Still, two of the last people I ever would have guessed recently seized upon what has become the most-talked about chapter in Rick Pitino's latest book, The One-Day Contract, one that deals with the danger of being too distracted by technology.
In the days after publication of the book, Pitino did more than 50 interviews around the country, and nearly all of them took the ball and ran with the chapter entitled "The Trap of Technology."
Pitino wasn't looking to become the champion of some kind of Luddite sect that wants an end to all social media or web communication. And, in fact, even the mere suggestion that something is amiss made him a bit of a curiosity.
The danger is being viewed as old and out of touch. But I must admit to having been convinced by much of the evidence I saw when researching that portion of the book. One study we cited estimated that Americans are interrupted once every 10 1/2 minutes by email, instant message, text message or social media, and once interrupted, take an average of 23 minutes to get back on task.
I believe it. At Saturday's University of Louisville basketball exhibition, I did my usual thing. I opened my laptop at press row, and began to Tweet once in a while during play. It wasn't a very eventful game, and I probably only posted twice during the entire first half, yet I found that I was constantly looking at the screen, and not at the game. When I realized I was checking other things, Facebook, Twitter, the scores of college football games, I shut the laptop and made myself do something novel in the second half -- actually watch what was happening on the court. It did lead to a surreal moment, when on the scoreboard I was invited to text "555111" to "Pitino" where, right on my phone, I could read the Introduction to a book that would tell me to spend less time on my phone!
Web distraction is an occupational hazard now, of course. We're expected to be engaged with an audience even while a game is going on. There are people, I know, who rarely watch me on television, and who may read me only occasionally, but know me or my work only by what I post on Twitter. I had a guy a couple of weeks ago say that he never clicked on links to story, he just tries to get the gist from the headlines people post. On Facebook, I know there are people weighing in with an opinion based not on what I write, but on what the headline on Facebook says the story is about.

- [MATERIAL SHOWN]
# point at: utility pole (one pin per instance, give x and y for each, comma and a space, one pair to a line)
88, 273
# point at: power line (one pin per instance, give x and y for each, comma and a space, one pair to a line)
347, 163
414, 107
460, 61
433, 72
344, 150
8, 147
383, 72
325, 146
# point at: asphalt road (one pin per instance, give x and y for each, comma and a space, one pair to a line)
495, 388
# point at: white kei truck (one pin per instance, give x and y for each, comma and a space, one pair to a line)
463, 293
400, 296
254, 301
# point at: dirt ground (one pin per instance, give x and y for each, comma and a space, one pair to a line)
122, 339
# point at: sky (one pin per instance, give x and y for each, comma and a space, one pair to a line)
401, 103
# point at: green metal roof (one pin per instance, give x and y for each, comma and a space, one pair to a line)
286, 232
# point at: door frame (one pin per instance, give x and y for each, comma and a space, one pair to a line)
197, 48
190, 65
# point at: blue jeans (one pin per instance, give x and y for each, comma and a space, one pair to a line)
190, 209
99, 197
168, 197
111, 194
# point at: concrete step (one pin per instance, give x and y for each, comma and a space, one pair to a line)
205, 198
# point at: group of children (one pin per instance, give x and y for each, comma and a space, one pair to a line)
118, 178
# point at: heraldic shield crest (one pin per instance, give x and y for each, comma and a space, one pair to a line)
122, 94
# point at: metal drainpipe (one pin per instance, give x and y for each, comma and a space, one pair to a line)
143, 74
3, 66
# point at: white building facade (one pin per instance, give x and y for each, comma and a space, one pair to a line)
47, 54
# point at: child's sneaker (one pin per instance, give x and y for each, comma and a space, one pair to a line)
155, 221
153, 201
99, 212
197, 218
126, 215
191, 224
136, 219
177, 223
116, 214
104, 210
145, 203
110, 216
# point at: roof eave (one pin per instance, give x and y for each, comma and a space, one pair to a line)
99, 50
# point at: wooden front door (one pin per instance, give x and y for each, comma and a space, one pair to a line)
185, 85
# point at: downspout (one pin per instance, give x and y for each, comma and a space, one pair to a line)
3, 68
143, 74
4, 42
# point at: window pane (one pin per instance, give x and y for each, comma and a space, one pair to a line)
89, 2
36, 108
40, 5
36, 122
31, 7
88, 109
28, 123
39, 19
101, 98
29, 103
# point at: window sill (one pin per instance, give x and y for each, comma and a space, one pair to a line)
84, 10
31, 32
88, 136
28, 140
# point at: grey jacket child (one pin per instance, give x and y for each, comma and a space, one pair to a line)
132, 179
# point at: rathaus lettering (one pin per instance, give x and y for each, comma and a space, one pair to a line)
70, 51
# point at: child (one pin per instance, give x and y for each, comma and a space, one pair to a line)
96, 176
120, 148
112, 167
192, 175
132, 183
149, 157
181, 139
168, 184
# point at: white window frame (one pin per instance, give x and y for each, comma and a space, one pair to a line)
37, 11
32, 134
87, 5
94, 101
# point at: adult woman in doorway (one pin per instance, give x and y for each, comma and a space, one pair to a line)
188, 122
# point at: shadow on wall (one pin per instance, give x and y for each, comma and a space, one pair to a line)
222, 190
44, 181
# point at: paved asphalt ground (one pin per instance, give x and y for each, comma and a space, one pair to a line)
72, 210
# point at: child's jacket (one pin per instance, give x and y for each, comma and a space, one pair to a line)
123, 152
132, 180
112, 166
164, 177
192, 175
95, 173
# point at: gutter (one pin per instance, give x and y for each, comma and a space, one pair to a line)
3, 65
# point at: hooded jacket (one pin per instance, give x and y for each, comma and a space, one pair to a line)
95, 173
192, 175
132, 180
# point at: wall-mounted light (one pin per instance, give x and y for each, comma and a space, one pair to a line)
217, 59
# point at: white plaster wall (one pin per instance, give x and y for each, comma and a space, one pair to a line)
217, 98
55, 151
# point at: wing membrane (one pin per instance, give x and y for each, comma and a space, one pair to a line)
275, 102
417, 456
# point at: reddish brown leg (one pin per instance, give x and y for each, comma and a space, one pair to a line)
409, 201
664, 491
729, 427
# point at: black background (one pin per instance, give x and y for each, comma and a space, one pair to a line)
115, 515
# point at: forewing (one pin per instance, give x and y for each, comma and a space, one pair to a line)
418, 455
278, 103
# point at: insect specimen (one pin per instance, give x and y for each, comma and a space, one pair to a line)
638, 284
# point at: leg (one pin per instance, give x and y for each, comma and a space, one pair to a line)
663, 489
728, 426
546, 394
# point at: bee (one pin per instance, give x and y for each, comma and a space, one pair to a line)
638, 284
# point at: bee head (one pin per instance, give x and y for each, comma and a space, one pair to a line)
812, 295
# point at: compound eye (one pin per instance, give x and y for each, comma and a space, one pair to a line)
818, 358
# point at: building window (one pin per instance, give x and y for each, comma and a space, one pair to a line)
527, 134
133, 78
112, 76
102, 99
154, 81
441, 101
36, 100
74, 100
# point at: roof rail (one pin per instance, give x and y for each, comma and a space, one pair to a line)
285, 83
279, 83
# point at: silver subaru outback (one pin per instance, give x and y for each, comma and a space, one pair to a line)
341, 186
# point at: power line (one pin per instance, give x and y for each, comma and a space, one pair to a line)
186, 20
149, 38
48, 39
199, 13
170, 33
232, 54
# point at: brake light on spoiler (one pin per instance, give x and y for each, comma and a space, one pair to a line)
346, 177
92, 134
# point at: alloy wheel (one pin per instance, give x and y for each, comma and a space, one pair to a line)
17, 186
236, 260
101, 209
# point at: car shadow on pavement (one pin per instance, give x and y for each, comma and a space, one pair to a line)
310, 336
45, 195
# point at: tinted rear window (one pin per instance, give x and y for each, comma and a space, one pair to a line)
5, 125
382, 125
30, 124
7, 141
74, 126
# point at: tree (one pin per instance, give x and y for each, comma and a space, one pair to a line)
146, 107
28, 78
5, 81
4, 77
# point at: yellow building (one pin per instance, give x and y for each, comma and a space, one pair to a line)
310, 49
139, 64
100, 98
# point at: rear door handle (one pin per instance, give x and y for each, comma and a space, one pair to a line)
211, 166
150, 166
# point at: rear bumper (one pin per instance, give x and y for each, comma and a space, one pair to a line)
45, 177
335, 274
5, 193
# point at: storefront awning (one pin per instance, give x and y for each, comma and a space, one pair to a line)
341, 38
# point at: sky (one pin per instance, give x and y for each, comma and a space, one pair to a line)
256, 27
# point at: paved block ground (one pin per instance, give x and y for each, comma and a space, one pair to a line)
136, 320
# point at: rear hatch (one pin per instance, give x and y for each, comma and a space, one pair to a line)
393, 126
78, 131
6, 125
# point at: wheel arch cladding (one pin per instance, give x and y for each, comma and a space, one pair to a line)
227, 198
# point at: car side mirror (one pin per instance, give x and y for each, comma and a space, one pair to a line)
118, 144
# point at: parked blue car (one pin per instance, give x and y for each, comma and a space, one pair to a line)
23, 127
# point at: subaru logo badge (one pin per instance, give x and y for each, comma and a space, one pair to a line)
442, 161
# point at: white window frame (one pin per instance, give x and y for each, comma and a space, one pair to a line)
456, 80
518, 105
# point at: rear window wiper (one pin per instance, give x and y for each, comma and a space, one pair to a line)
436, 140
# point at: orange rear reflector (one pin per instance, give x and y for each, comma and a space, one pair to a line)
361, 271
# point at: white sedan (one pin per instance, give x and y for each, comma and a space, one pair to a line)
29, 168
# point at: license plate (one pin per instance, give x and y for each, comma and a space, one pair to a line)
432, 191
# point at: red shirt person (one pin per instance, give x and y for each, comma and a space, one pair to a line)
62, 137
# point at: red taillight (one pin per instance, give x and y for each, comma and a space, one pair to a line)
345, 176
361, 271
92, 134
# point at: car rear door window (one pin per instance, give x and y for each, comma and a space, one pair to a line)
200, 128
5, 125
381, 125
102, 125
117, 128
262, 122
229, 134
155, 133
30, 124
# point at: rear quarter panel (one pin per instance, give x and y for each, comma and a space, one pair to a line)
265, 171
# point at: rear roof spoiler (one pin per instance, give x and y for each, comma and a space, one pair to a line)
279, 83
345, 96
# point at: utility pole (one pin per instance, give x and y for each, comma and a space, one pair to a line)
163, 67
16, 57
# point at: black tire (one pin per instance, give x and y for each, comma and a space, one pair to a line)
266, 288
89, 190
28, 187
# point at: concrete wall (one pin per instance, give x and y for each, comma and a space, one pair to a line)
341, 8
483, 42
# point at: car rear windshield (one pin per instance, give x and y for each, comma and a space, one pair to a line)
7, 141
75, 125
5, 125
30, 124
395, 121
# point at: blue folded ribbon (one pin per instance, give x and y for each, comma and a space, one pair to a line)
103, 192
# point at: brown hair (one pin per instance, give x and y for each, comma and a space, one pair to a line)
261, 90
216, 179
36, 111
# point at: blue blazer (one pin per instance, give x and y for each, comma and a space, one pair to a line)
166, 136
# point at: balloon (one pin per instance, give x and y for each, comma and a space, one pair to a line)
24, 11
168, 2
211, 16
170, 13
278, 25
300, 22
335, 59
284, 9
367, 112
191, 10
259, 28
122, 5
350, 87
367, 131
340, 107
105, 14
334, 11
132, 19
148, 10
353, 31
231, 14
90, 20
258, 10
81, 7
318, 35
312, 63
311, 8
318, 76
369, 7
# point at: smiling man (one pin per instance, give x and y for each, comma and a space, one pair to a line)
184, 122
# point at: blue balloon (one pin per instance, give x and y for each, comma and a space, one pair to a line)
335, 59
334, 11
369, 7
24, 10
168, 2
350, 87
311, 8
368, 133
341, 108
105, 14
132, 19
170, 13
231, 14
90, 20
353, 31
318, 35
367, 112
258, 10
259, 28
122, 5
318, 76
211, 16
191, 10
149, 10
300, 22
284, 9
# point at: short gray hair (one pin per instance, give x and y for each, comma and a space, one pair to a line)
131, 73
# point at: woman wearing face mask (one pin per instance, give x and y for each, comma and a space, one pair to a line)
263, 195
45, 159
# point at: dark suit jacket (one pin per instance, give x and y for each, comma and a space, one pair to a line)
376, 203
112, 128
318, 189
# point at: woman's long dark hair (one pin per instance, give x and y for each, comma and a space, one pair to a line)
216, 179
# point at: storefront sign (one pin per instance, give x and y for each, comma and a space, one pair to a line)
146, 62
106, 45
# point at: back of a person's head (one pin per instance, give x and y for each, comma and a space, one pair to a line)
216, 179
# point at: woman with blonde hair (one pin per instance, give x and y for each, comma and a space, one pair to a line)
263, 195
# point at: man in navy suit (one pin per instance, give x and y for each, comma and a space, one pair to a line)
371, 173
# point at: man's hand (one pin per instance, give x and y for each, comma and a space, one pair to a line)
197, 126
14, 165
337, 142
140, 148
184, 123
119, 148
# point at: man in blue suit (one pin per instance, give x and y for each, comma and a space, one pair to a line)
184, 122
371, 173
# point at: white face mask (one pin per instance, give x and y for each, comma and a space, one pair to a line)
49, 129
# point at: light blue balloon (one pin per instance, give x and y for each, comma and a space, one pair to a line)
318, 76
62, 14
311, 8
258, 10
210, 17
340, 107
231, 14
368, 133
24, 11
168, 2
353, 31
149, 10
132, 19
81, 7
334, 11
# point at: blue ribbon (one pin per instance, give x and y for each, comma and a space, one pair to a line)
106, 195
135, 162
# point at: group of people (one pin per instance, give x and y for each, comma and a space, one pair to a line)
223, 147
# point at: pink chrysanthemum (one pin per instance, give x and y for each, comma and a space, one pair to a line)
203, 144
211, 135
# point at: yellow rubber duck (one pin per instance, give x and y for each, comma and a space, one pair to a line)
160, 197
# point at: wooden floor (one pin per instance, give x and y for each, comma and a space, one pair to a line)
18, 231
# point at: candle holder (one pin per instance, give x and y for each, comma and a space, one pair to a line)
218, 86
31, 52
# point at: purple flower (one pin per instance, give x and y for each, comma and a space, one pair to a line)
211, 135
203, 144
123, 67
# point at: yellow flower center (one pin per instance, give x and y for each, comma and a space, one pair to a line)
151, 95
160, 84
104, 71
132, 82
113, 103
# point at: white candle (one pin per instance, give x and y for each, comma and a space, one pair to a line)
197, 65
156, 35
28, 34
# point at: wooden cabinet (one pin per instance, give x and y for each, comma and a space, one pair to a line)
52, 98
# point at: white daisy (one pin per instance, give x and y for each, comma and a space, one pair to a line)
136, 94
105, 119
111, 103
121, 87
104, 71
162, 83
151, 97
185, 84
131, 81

- [WRITTEN INSTRUCTION 1]
Using the passage about distraction by technology, answer the following:
(a) What is the title of the chapter in Pitino's book that deals with technology?
(b) According to one study cited, how long do Americans take on average to get back on task after an interruption?
(c) What number was the audience invited to text to "Pitino" at the exhibition?
- [WRITTEN INSTRUCTION 2]
Carry on the passage about distraction by technology, picking up after its final sentence.

- [WRITTEN ANSWER 1]
(a) "The Trap of Technology."
(b) An average of 23 minutes.
(c) "555111"

- [WRITTEN ANSWER 2]
The medium changes the message. My columns have gone from being read in the newspaper to on a computer or desktop screen to, now, receiving more views on phones and other mobile devices than anything else. Each change, almost imperceptibly but no less surely, has brought changes in how I write.
Not long ago, only the cable news networks were at the mercy of a 24-hour news cycle. Now, courtesy of web pages and news apps, we all are. It's an Internet cycle. For maximum growth, you want to post at 8 in the morning, so that people will have something to look at when they get up, or when they first get to work. You want to have a cycle of stories around noon, and then maybe again at mid-afternoon. You also should hit with something around 5, or right before people leave work.
Here's a secret that's not so secret. There isn't always news. What you will see is "content." Something, anything to draw the eye. If you don't have your own news, you link to the work of others, or in the case of some outlets, just steal it, with only a passing nod to where it came from.
I wrote about the danger in all this a few weeks back in a column discussing the issue of smartphones in the classroom. Every change in technology or information delivery comes with a corresponding change in the way we think. It was in the case of the printing press, in radio, in television. But there is no question -- the science backs it up -- that the Internet is changing the way our brains are wired.
"The Net seizes our attention only to scatter it," Nicholas Carr wrote in his book The Shallows: What the Internet is Doing to our Brains. "We focus intensively on the medium itself, on the flickering screen, but we're distracted by the medium's rapid-fire delivery of competing messages and stimuli." He quoted an interview with neuroscientist Michael Merzenich, who said that multitasking online is, "training our brains to pay attention to the crap."
Google counts on it, cashes in on the bet that we will go looking for one thing, then get distracted by something similar, and follow threads that have little or nothing to do with what brought us there.
But that's only part of the story. This technology not only is changing the way we think, but increasingly, researchers believe that it is changing the actual make-up of our brains.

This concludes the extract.